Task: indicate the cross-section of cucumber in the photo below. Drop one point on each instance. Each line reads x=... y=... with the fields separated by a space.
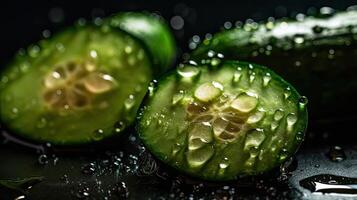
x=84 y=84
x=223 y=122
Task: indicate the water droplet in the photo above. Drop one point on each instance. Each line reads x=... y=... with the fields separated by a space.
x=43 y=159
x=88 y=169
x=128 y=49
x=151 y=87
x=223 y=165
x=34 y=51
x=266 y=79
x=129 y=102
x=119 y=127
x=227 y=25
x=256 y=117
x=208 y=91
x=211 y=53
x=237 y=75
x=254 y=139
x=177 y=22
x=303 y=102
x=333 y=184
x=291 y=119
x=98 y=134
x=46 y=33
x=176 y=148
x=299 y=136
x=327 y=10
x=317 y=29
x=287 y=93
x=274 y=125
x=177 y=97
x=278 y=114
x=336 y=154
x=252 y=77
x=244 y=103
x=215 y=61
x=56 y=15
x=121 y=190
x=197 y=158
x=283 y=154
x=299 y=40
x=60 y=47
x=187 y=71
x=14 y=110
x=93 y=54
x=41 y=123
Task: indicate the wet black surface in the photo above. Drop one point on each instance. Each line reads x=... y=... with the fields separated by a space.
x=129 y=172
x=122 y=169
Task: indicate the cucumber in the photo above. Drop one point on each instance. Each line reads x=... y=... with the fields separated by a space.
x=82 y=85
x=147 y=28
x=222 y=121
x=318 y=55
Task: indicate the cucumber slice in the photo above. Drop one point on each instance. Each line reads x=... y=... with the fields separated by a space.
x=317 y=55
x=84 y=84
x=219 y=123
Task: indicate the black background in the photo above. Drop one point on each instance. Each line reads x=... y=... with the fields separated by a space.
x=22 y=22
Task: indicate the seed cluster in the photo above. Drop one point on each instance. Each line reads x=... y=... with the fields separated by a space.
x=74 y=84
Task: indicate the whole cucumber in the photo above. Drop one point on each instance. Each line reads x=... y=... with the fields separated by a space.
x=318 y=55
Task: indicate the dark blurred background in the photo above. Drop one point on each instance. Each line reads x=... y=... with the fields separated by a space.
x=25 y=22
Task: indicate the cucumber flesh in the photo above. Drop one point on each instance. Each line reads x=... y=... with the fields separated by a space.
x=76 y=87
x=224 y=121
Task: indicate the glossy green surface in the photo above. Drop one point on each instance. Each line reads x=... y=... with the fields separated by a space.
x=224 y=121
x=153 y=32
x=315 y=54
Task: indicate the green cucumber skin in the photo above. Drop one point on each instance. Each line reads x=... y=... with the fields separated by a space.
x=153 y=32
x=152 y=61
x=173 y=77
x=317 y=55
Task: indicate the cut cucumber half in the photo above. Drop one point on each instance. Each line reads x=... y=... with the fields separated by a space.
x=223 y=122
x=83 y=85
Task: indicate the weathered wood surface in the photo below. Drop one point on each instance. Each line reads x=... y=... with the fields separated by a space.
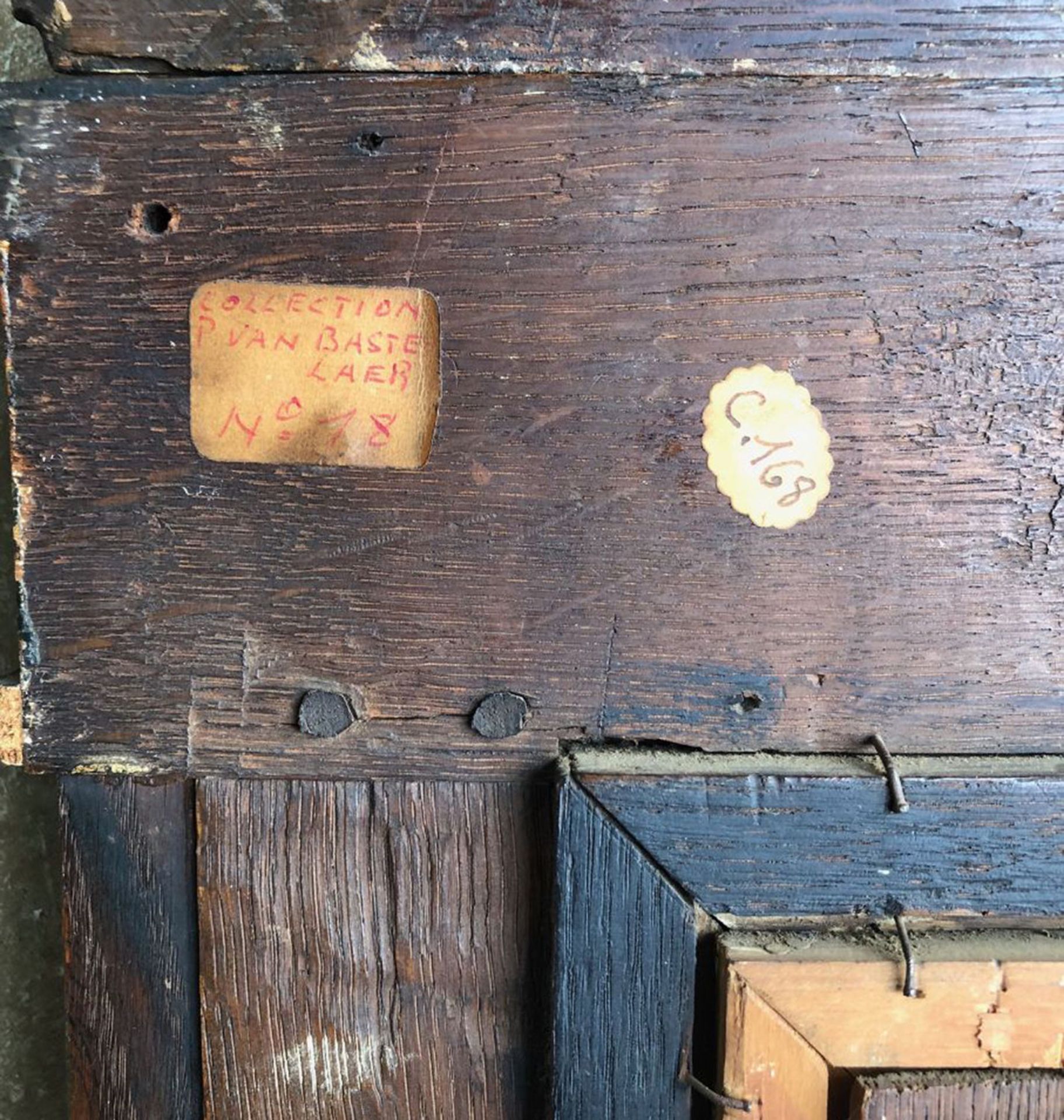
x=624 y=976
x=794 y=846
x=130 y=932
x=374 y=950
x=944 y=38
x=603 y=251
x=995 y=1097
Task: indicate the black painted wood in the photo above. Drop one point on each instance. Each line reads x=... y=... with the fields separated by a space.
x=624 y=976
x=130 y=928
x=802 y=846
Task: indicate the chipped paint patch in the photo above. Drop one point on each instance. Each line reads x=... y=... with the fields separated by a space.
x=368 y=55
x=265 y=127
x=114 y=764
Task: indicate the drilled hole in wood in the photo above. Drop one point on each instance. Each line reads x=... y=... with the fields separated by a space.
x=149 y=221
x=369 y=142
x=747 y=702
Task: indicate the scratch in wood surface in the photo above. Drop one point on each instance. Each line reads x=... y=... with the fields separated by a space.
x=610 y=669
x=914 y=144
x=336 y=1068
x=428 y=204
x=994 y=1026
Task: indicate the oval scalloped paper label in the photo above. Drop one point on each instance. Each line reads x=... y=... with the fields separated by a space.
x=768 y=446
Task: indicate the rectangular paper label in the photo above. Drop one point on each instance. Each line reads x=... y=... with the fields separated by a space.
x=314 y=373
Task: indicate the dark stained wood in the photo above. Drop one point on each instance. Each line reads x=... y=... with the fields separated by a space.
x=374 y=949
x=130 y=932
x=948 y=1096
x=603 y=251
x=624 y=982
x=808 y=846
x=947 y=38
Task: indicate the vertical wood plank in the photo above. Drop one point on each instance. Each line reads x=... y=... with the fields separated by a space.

=-=-=

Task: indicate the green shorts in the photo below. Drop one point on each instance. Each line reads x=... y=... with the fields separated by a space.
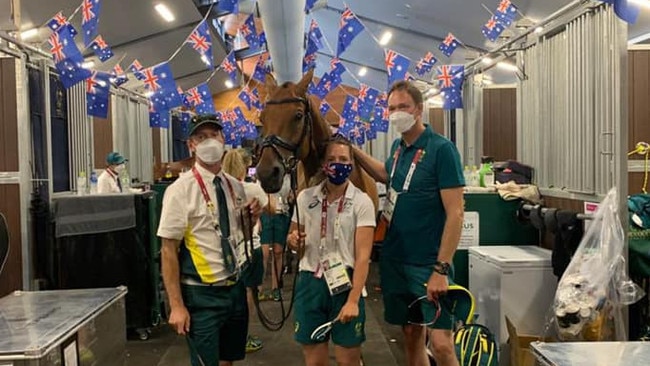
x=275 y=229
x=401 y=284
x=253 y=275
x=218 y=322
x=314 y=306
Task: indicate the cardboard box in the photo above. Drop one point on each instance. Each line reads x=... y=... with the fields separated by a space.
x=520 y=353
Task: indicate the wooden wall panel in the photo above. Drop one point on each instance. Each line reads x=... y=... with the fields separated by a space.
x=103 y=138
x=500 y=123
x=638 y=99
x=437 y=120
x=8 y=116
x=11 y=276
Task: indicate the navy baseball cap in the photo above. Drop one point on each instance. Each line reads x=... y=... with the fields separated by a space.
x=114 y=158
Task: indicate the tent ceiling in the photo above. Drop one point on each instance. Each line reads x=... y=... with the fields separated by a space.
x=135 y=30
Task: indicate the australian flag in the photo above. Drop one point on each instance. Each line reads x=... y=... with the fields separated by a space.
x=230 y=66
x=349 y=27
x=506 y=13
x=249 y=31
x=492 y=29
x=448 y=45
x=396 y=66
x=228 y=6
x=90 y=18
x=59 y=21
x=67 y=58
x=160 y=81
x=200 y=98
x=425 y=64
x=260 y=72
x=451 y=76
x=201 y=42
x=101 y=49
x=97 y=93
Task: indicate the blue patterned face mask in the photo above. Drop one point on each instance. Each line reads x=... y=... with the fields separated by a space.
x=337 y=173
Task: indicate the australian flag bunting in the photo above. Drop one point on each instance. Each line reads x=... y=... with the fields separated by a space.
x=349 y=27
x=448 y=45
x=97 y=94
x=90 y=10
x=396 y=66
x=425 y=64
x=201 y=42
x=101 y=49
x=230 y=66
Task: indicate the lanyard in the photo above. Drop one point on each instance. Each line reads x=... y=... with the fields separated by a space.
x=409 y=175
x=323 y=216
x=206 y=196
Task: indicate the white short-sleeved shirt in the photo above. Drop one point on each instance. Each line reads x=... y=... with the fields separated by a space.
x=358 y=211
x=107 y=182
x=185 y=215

=-=-=

> _YOUR TASK_
Reproduce the records above, verbatim, from the line containing "Task: indicate the oval" through the line containing "Task: indicate the vertical", including both of those lines.

> _TASK OUTPUT_
Task: indicate the oval scalloped paper label in the photo above. Drop one point on each instance. Each line reads x=... y=... with the fields separated by a space.
x=768 y=446
Task: indicate the rectangular paper label in the photo above. Drop one point on each instance. Each line reads x=... y=... with the fields separated by a space.
x=314 y=373
Task: indicate the dark stained wood in the photo above. Drop one point on each instance. Each line reads x=... y=... with the fields separated by a space.
x=374 y=949
x=130 y=932
x=948 y=1096
x=603 y=251
x=624 y=982
x=808 y=846
x=947 y=38
Task: indicate the vertical wood plank in the photo above. Drop one point on each instance. Each line reads x=... y=... with the fields separated by a space.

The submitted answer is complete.